Compito breve 1
Conta le righe dei record che contengono la stringa "officer", distinguendo tra maiuscole e minuscole. Indica soltanto il numero.

□ □ □

Cultura e Società

Desdé Allá (From Afar, Da lontano)

11/09/15

Desdé Allá (From Afar, Da lontano)

Lorenzo Vigas, Venezuela, Messico, 93′

In concorso

Commento di Elisabetta Marchiori

Un esordio sorprendente quello del venezuelano Lorenzo Vigas, un’opera prima originale, forte, che si addentra in campi  “minati”, su cui è difficile non esplodere, con stile e ritmo. Dopo tante incursioni nella terra madre, qui siamo nel territorio del Padre, della sua assenza, della sua violenza. In un universo tutto maschile, dove è la madre a essere ‘evaporata. 

Il registro prevalente è quello della perversione.

Applauditissimi in sala il regista e gli straordinari interpreti, Alfredo Castro (Armando) e il giovane Luis Silva (Elder).  Armando è un signore di mezza età, dall’aspetto innocuo, proprietario di un laboratorio di protesi dentarie, che adesca ragazzi e li paga profumatamente per portarli a casa sua e guardarli “da lontano”. Da lontano spia anche un anziano signore, il padre, da cui si intuisce sia stato traumatizzato. L’incontro-scontro con Elder, un teppistello che lavora in una officina e non accetta subito le sue richieste, cambierà l’esistenza di entrambi.

In un crescendo di tensione, fatta di avvicinamenti e allontanamenti, di sguardi e gesti d’intesa o rifiuto, che non hanno bisogno di spiegazioni, il film racconta la storia di “un’adozione impossibile”, in contrappunto con quella che invece riesce a realizzare la sorella di Armando. Lei riesce in qualche modo a lasciarsi alle spalle un passato che il fratello non può dimenticare, ma è giusto un’apparizione, come lo sono le madri dei protagonisti.

□ □ □

Compito breve 2
Secondo il commento su Desdé Allá, di che cosa è proprietario Armando?

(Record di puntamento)

□ □ □

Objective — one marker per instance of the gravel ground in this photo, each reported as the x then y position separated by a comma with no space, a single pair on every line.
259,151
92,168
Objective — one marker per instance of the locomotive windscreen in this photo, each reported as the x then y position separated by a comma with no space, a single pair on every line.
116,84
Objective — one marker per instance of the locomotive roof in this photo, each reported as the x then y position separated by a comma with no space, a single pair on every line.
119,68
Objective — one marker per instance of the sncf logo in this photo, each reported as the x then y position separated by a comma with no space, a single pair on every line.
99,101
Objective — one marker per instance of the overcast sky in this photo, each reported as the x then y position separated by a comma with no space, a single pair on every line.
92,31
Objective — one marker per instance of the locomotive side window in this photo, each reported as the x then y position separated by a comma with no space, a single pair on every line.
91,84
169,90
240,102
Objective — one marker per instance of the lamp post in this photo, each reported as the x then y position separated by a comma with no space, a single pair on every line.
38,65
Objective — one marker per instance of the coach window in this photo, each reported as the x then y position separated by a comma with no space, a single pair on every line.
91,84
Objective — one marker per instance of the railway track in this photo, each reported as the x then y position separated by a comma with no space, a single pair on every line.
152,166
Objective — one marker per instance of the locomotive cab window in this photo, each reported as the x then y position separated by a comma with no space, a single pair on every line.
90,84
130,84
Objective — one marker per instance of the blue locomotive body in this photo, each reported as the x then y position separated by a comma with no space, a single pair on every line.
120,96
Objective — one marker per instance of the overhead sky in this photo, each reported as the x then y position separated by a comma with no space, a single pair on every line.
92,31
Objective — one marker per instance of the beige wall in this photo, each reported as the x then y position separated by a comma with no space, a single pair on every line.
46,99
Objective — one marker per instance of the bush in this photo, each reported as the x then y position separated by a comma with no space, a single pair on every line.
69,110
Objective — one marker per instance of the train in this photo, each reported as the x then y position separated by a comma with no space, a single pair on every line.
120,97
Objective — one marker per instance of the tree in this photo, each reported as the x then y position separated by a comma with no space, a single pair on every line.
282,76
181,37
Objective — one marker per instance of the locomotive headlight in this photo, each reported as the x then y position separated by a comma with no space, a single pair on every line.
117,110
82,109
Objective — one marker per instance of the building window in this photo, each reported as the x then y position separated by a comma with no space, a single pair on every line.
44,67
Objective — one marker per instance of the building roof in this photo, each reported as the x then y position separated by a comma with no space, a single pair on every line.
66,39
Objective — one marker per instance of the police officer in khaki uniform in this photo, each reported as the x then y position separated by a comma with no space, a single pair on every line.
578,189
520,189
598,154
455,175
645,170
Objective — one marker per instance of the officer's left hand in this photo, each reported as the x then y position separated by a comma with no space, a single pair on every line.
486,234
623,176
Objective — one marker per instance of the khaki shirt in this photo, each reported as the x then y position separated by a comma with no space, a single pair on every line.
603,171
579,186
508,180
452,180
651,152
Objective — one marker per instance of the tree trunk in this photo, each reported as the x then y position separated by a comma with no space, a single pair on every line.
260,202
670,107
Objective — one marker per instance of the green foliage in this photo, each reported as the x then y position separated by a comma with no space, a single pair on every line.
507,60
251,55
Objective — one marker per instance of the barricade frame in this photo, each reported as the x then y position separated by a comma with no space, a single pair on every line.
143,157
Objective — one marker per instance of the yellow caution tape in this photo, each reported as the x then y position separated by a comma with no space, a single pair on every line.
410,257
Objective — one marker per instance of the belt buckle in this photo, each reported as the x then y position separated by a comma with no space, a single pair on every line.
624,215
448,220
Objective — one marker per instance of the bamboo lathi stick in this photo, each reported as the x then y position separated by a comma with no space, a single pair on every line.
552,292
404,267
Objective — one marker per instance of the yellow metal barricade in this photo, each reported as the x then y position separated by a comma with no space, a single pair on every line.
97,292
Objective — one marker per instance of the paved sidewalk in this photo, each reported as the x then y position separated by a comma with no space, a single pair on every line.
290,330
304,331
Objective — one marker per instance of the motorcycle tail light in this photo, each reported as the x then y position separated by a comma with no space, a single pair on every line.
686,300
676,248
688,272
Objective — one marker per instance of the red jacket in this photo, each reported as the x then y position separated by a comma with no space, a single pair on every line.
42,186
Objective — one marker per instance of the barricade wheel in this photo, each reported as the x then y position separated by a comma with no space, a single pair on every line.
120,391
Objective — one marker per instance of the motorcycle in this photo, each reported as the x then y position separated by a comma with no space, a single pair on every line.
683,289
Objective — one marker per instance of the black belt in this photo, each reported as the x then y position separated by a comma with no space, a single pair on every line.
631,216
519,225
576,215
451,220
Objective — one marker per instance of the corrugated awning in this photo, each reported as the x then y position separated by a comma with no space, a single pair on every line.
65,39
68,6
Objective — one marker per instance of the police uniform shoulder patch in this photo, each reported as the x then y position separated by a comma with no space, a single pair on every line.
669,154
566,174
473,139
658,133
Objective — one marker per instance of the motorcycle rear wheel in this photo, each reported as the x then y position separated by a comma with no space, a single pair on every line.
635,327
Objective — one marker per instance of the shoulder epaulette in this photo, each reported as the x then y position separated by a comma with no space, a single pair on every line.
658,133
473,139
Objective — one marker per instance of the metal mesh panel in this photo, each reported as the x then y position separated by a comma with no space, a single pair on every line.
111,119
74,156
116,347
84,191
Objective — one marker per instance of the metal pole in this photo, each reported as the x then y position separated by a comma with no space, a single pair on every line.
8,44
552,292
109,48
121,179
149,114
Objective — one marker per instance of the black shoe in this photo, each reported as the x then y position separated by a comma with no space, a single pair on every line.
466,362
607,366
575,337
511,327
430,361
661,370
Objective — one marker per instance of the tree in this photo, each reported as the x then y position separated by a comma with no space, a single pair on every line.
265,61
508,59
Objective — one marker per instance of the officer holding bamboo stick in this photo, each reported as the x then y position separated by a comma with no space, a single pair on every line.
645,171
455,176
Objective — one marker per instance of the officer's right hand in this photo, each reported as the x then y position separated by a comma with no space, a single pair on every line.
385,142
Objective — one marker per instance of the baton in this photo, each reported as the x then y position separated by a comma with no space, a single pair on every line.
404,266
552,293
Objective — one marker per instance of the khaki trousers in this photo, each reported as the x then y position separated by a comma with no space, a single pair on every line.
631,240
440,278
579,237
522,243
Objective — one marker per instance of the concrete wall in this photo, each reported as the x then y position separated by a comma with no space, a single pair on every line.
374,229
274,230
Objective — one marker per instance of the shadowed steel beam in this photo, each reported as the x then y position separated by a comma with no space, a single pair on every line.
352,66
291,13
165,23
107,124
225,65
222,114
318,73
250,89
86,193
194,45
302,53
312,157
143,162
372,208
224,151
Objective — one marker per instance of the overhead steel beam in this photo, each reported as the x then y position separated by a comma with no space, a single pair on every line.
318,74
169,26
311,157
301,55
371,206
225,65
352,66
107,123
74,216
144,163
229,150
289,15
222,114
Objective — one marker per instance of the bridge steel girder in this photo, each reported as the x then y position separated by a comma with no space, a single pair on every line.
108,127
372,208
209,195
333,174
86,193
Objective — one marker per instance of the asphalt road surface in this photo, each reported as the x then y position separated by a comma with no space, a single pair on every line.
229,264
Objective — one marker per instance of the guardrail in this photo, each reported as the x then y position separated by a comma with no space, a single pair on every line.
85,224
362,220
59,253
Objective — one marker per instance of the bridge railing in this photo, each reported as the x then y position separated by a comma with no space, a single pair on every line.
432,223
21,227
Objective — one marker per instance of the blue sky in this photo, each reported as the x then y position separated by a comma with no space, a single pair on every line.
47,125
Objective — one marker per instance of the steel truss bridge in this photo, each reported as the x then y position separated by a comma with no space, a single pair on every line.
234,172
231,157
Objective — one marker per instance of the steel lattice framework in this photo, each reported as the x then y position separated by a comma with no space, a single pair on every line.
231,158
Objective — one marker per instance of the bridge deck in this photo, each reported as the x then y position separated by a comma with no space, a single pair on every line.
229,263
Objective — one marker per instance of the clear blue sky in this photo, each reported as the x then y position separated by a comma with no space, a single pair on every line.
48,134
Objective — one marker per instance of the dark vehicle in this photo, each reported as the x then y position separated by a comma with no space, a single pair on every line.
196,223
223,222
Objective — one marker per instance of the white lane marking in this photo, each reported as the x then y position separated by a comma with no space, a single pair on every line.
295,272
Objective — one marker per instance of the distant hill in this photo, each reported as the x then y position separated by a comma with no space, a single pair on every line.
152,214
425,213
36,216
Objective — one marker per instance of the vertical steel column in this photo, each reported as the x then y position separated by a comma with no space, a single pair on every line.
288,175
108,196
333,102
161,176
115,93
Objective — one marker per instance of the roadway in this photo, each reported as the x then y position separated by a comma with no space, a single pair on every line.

□ □ □

Risposta corretta 1
4

Risposta corretta 2
Di un laboratorio di protesi dentarie.